A verbatim transcript of the data that follows, free of images, is the expected result.

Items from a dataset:

────────────────────────────────────────

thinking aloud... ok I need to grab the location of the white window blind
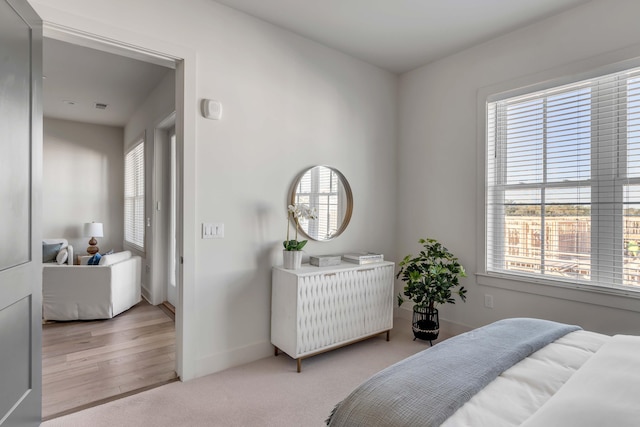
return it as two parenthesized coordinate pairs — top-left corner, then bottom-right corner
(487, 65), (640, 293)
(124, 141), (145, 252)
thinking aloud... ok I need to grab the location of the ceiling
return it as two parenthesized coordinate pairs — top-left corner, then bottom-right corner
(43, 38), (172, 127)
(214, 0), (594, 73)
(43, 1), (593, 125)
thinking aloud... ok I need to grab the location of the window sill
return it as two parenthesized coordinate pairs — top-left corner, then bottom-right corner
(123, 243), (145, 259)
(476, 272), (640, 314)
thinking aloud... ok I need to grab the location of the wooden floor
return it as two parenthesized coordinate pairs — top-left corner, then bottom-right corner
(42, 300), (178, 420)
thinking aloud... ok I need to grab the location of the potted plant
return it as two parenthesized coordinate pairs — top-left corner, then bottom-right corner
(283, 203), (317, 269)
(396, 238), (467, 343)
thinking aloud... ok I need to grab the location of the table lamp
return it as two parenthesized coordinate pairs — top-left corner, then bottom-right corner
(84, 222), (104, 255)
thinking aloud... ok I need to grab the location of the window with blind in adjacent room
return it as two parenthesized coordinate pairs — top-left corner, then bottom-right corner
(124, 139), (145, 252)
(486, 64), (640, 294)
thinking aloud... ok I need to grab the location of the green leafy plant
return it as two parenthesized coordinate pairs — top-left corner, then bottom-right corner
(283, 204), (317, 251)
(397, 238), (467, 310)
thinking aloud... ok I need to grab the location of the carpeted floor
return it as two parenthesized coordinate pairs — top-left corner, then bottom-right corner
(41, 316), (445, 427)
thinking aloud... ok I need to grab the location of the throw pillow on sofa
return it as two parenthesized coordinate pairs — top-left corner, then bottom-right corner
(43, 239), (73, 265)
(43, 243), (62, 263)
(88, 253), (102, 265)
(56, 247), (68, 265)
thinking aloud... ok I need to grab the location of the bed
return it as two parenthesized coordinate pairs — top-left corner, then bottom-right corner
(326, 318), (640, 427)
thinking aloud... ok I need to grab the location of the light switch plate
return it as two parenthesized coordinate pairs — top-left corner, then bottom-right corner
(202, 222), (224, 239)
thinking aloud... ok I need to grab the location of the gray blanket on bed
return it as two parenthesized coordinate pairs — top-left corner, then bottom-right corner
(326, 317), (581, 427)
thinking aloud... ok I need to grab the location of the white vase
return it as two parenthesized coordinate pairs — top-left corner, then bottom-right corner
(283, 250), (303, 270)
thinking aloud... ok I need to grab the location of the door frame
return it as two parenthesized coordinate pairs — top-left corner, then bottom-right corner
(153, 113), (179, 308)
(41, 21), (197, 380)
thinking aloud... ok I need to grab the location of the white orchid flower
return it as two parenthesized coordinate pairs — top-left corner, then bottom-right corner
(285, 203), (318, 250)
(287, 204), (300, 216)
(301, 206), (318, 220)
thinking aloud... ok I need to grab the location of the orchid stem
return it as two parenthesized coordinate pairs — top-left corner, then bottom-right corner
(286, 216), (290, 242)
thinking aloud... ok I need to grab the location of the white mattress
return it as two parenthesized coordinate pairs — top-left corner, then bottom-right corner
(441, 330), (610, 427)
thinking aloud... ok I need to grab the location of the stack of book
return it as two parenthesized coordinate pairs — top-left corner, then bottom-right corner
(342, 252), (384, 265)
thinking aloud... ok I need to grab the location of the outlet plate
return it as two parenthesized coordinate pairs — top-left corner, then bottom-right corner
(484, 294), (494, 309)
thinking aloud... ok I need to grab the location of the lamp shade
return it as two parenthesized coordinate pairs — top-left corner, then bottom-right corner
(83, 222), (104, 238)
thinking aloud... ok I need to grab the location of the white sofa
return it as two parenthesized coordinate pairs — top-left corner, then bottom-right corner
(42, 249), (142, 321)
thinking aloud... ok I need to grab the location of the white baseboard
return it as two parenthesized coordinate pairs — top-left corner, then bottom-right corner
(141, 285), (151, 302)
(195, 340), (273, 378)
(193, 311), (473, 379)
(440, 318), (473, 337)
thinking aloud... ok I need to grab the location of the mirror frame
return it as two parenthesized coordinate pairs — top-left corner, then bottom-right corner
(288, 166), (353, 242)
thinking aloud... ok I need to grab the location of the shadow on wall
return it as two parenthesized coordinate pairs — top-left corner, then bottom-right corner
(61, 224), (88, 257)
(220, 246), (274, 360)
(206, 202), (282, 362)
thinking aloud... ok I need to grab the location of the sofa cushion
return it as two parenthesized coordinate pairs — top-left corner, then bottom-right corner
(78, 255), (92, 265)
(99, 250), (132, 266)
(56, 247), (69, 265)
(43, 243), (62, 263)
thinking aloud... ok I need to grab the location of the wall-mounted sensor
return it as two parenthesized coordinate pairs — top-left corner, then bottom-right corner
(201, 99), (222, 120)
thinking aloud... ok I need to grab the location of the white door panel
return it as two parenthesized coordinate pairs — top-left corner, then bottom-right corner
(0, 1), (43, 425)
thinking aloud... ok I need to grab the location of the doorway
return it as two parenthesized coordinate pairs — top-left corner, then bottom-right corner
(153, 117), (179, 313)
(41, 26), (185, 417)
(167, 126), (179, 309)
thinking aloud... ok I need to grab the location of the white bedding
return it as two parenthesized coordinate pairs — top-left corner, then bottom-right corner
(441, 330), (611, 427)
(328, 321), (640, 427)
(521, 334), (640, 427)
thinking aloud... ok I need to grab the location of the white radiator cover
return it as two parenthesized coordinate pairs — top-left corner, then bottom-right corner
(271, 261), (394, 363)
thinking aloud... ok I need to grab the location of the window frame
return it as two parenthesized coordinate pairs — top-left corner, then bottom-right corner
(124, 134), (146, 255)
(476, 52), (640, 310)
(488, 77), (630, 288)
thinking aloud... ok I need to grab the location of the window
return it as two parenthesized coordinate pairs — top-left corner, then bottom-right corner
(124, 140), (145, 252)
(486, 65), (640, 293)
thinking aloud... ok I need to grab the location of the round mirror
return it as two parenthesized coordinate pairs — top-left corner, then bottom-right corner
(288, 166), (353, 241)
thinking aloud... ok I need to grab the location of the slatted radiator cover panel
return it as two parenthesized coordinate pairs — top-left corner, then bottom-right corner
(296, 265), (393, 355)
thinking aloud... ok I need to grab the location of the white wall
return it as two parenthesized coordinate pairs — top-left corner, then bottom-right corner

────────────────────────────────────────

WRITTEN ANSWER:
thinking aloud... ok I need to grab the location of the white window blind
return it as two parenthesized coordinate pairs — top-left corner, then bottom-right corner
(487, 65), (640, 293)
(124, 141), (145, 252)
thinking aloud... ok I need to grab the location of the ceiling
return it as two parenthesized coordinate pairs — top-left corner, then bottom-right corner
(43, 38), (172, 127)
(214, 0), (594, 73)
(43, 1), (593, 125)
thinking aloud... ok I need to grab the location of the window sill
return it as two parenthesized coordinate pairs — top-left corner, then bottom-right corner
(123, 243), (145, 259)
(476, 272), (640, 314)
thinking aloud... ok I need to grab the location of the wooden floor
return it as two parenthesized coordinate pairs — top-left corner, then bottom-right corner
(42, 300), (178, 420)
thinking aloud... ok I need to grab the location of the potted plant
return it as two parenthesized coordinate pairs — top-left corner, then bottom-right corner
(283, 203), (317, 269)
(396, 238), (467, 343)
thinking aloud... ok I need to grab the location of the table lamp
return it as two parenthesized coordinate pairs — top-left corner, then bottom-right corner
(84, 222), (104, 255)
thinking aloud... ok I need to grab the location of the window with blind in adjacent room
return it as two parenthesized coordinate pairs — top-left corner, then bottom-right corner
(124, 139), (145, 252)
(486, 64), (640, 294)
thinking aloud... ok I need to grab the location of the green leafy plant
return it as two parenthesized coordinate pairs — top-left corner, then bottom-right corner
(283, 204), (317, 251)
(397, 238), (467, 310)
thinking aloud... ok I need to grab the location of the carpeted floor
return it as two parenthesized coordinate pairs — top-left corner, then bottom-right corner
(41, 316), (445, 427)
thinking aloud... ok I need to grab the location of the throw pillow on sofa
return it as two parenthesized coordinate pairs — top-left corner, then bottom-right corner
(43, 239), (73, 265)
(43, 243), (62, 263)
(88, 253), (102, 265)
(56, 247), (68, 265)
thinking aloud... ok I need to grab the location of the bed
return it as two parenthesized coordinate pairs — top-left corner, then bottom-right corner
(326, 318), (640, 427)
thinking aloud... ok I need to grab the location of the light switch plate
return it as two parenthesized coordinate pairs — top-left corner, then bottom-right corner
(202, 222), (224, 239)
thinking aloud... ok I need to grab the location of the gray blanket on bed
return it as two parenthesized coordinate pairs — top-left corner, then bottom-right corner
(326, 317), (581, 427)
thinking aloud... ok I need to grab the location of the white vase
return it as two parenthesized coordinate pairs — top-left corner, then bottom-right corner
(283, 250), (303, 270)
thinking aloud... ok I need to grab the location of the door frame
return it as two parenthesized coordinate pairs — top-left corner, then bottom-right corner
(153, 113), (179, 308)
(41, 21), (197, 380)
thinking aloud... ok I need to grab the location of the white orchid flower
return it as two parenthesized coordinate pairs — top-left corner, then bottom-right corner
(285, 203), (318, 250)
(287, 204), (300, 216)
(301, 206), (318, 220)
thinking aloud... ok I need to grab the location of the orchid stem
return it as two parenthesized coordinate pairs — top-left corner, then bottom-right corner
(286, 216), (290, 242)
thinking aloud... ok I need to grab the location of the white mattress
return it as two parenthesized coordinate pairs — top-left corner, then bottom-right corner
(441, 330), (610, 427)
thinking aloud... ok I need to grab the location of the stack of book
return it as two parenthesized coordinate pairs — top-left corner, then bottom-right corner
(342, 252), (384, 265)
thinking aloud... ok I need to grab the location of the outlet plate
return it as two parenthesized coordinate pairs — top-left corner, then bottom-right corner
(484, 294), (494, 309)
thinking aloud... ok I need to grab the location of the lamp shade
return it as two parenthesized coordinate pairs — top-left corner, then bottom-right corner
(83, 222), (104, 238)
thinking aloud... ok I need to grab the location of the white sofa
return it as two parenthesized coordinate pairs — top-left corner, then bottom-right corner
(42, 249), (142, 321)
thinking aloud... ok I need to grab the location of the white baseboard
return it as two parenthesized coordinate pairs — top-left corner, then bottom-right corner
(141, 285), (151, 302)
(195, 340), (273, 378)
(193, 311), (473, 379)
(440, 318), (473, 337)
thinking aloud... ok I need to grab the location of the mirror frame
return it as two parenthesized coordinate pairs — top-left corner, then bottom-right corner
(288, 166), (353, 242)
thinking aloud... ok I need to grab the location of the shadow on wall
return it as two parenthesized coordinate pairs — top-left corner, then bottom-right corner
(61, 224), (88, 257)
(220, 246), (274, 360)
(206, 202), (282, 362)
thinking aloud... ok I need to grab the location of the sofa cushion
return it as two parenthesized coordinate pairs — top-left corner, then bottom-right corner
(78, 255), (92, 265)
(99, 250), (132, 266)
(56, 247), (69, 265)
(43, 243), (62, 263)
thinking aloud... ok I need to grab the location of the wall-mounted sensor
return it as two parenthesized coordinate pairs — top-left corner, then bottom-right corner
(201, 99), (222, 120)
thinking aloud... ok I need to grab the location of the white door panel
return it as two parenthesized coordinate pairs — top-left corner, then bottom-right corner
(0, 1), (43, 425)
thinking aloud... ok I need to grab the location of the doorway
return it as two parenthesized coordinate pairs — top-left corner, then bottom-right corner
(153, 117), (179, 313)
(41, 26), (185, 417)
(167, 126), (179, 309)
thinking aloud... ok I need to grab the location of the white bedding
return it as two parenthesized coordinate pairs — top-left corner, then bottom-right corner
(441, 330), (611, 427)
(328, 321), (640, 427)
(521, 334), (640, 427)
thinking aloud... ok I need to grab the location of the white radiator cover
return it as two parenthesized coordinate pairs — top-left corner, then bottom-right corner
(271, 261), (394, 363)
thinking aloud... ok I need to grab the location of the window frame
return it as two parenthesized coordinate pairs — top-left corner, then bottom-right corner
(124, 134), (146, 255)
(476, 52), (640, 310)
(488, 77), (630, 288)
thinking aloud... ok I need to grab the location of the window
return it as two parenthesized coordinate pairs — top-left corner, then bottom-right corner
(124, 140), (145, 252)
(486, 65), (640, 293)
thinking aloud... ok I need to grab the location of the round mirror
return it as two parenthesized coordinate pairs — top-left corner, then bottom-right corner
(288, 166), (353, 241)
thinking aloud... ok I need to grab the location of the slatted radiator cover panel
return it as two parenthesized coordinate pairs — top-left corner, then bottom-right corner
(296, 265), (393, 355)
thinking aloud... ok I need to grab the location of the white wall
return it as two parenthesized coordinate pairs — top-left corner, then bottom-right corner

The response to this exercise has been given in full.